▶ **SELECTED PASSAGE**
────────────────
MR RATTENBURY (Molonglo) (10.38): The Greens will be supporting this bill today. It makes relatively straightforward amendments to 10 pieces of law. The changes are minor but will make the lives easier for people who are covered by the various laws that are being addressed in this bill.
One of the changes is the amendments to the 2010 unpaid fine legislation. Since the law commenced last year an operational difficulty has arisen about whether unpaid fines could be listed with a credit reporting agency. The government have resolved this issue by removing the relevant parts of the legislation so that the power to list no longer exists.
The Greens support this approach because the credit reporting aspect was only a small part of the overall scheme and it is better to make the laws clearer and less ambiguous. This will make the laws more easily understood by the people who enforce them and the people who are bound by them. There are a range of other amendments that improve the laws in different ways. They all work to make the ACT statute book clearer and more effective. The Greens support the remainder of the bill.
MR CORBELL (Molonglo—Attorney-General, Minister for the Environment and Sustainable Development, Minister for Territory and Municipal Services and Minister for Police and Emergency Services) (10.39), in reply: I thank members for their support of this bill. This bill is part of a series of legislation that concerns the Justice and Community Safety portfolio and it is about improving the statute book of the territory. The bill amends a number of acts—the Crimes (Sentence Administration) Act, the Fair Trading (Australian Consumer Law) Act and the Road Transport (General) Act. The amendment to the Crimes Act arises from the new legislative scheme for the enforcement of court fines introduced in 2010.
────────────────
▶ **PROBLEM 1**
Please print the debate excerpt word for word, starting at "MR CORBELL (Molonglo—Attorney-General, Minister" and ending at "introduced in 2010.".
▶ **PROBLEM 2**
Give a two-sentence summary of the debate excerpt.

(Recorded data)
────────────────
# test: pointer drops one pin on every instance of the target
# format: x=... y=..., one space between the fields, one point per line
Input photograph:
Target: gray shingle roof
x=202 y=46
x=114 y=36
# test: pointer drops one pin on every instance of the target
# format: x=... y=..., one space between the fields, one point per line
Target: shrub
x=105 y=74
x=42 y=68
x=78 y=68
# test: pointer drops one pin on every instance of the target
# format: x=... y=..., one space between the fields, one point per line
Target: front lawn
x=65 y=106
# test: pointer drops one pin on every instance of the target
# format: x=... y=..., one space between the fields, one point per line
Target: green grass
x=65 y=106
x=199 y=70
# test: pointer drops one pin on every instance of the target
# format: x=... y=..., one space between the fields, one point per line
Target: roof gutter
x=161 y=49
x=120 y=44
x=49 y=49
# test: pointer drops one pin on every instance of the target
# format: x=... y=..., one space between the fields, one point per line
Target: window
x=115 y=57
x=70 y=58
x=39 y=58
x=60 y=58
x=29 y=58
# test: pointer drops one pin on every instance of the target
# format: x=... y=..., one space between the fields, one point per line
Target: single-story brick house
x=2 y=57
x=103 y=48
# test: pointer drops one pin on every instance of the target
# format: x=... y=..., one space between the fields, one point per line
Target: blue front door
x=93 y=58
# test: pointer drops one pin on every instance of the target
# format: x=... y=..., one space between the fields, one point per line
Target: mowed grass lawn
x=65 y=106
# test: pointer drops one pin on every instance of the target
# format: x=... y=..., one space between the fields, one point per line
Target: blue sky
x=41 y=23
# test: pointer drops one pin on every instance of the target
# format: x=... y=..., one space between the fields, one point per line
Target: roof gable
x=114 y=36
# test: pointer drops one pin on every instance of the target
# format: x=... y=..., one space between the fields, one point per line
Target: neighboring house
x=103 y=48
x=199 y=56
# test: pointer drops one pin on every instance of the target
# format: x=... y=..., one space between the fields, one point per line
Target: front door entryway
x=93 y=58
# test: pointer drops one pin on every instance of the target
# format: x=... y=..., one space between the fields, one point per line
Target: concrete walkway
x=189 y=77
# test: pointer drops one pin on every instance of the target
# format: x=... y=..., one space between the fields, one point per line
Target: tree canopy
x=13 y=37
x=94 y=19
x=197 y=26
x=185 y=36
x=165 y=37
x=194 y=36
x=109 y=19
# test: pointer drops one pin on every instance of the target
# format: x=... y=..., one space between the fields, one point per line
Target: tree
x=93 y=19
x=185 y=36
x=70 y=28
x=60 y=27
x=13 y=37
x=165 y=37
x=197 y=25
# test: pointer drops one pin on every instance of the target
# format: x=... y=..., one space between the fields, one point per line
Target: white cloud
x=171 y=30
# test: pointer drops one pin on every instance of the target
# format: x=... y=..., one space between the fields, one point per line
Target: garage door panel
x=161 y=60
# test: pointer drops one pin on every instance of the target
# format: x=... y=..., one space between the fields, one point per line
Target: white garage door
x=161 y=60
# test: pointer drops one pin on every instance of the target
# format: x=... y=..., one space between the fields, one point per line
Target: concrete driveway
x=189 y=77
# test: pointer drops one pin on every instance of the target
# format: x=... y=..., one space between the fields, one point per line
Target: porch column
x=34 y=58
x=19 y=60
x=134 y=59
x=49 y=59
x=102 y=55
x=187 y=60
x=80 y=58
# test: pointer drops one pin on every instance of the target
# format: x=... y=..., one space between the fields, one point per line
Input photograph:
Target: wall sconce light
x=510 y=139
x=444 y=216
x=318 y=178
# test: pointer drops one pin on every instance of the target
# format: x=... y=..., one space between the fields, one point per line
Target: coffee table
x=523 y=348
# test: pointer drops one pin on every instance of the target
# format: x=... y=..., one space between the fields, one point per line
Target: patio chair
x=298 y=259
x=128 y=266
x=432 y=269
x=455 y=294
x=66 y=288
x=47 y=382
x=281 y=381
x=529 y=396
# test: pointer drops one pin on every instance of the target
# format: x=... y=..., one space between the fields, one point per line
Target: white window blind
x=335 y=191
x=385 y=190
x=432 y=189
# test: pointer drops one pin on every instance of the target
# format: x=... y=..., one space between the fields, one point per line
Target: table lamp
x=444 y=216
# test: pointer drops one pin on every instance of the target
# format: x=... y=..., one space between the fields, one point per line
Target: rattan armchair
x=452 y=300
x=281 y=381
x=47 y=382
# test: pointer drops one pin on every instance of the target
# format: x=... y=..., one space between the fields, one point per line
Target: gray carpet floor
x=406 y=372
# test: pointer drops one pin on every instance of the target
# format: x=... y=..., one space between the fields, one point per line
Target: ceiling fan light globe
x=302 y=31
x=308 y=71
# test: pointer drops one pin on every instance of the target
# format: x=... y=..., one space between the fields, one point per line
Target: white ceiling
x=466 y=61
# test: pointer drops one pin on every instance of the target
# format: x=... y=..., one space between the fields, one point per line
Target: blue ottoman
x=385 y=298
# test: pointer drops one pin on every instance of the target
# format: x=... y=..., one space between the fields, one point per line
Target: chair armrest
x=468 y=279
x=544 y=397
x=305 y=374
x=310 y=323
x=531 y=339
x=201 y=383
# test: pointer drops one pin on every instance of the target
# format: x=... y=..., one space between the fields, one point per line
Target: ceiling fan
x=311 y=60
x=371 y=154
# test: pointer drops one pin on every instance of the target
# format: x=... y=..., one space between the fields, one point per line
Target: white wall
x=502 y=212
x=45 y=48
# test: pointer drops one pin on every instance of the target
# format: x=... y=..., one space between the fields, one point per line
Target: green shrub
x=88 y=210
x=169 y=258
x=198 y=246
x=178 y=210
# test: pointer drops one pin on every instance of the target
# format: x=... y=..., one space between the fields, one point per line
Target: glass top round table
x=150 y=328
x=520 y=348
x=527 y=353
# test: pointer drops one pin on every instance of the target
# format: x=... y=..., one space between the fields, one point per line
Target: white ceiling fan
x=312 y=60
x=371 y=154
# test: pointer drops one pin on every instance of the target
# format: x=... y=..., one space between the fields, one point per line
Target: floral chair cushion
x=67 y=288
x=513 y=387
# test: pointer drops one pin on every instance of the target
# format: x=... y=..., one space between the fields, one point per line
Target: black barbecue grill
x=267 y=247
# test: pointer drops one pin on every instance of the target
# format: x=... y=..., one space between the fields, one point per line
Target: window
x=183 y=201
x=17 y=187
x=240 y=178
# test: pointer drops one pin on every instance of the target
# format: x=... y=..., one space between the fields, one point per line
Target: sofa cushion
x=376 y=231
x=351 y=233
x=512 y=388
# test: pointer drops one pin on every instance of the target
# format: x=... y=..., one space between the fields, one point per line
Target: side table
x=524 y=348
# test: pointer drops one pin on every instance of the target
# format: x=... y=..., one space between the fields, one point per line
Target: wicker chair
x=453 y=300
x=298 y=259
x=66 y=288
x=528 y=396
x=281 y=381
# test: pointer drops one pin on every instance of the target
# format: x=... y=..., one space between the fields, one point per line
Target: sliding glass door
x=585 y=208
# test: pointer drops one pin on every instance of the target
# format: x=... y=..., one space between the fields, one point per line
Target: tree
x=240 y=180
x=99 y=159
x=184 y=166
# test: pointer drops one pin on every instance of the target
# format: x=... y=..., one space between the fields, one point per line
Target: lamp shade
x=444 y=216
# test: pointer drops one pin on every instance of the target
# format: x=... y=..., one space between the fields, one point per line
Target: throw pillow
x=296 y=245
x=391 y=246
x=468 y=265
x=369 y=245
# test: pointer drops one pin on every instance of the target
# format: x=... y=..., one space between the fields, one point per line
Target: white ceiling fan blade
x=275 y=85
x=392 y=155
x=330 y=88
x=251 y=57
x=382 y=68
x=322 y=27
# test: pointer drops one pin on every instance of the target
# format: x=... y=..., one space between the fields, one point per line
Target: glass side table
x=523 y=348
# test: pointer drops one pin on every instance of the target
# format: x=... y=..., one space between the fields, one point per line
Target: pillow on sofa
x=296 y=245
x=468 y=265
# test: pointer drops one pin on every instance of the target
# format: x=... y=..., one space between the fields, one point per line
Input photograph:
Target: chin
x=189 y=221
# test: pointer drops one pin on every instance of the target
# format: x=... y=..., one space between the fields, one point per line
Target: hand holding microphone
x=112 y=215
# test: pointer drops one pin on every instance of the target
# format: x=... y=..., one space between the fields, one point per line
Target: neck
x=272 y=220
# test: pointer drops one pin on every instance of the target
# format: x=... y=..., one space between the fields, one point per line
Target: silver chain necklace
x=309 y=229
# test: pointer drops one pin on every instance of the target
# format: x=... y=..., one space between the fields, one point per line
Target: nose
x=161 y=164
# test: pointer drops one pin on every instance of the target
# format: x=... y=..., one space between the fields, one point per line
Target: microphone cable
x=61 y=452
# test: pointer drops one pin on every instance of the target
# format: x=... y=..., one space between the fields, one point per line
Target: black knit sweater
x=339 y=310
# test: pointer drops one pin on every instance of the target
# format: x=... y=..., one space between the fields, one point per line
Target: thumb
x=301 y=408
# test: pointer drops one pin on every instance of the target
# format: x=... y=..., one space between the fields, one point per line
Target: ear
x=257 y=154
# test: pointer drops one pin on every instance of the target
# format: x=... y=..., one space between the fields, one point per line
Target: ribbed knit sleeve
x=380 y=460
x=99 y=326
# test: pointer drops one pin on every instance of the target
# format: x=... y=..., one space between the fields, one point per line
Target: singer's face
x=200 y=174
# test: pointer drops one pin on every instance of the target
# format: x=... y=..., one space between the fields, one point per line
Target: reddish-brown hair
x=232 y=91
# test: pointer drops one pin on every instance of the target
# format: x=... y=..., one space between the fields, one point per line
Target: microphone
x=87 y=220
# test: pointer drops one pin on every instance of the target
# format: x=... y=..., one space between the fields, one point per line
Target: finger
────────────────
▶ **OUTPUT 1**
MR CORBELL (Molonglo—Attorney-General, Minister for the Environment and Sustainable Development, Minister for Territory and Municipal Services and Minister for Police and Emergency Services) (10.39), in reply: I thank members for their support of this bill. This bill is part of a series of legislation that concerns the Justice and Community Safety portfolio and it is about improving the statute book of the territory. The bill amends a number of acts—the Crimes (Sentence Administration) Act, the Fair Trading (Australian Consumer Law) Act and the Road Transport (General) Act. The amendment to the Crimes Act arises from the new legislative scheme for the enforcement of court fines introduced in 2010.

▶ **OUTPUT 2**
Mr Rattenbury said the Greens would support the bill, which makes minor amendments to 10 pieces of law, including removing the power to list unpaid fines with a credit reporting agency so that the laws are clearer and less ambiguous. Mr Corbell thanked members for their support and said the bill is part of a series improving the territory's statute book, amending acts such as the Crimes (Sentence Administration) Act, the Fair Trading (Australian Consumer Law) Act and the Road Transport (General) Act.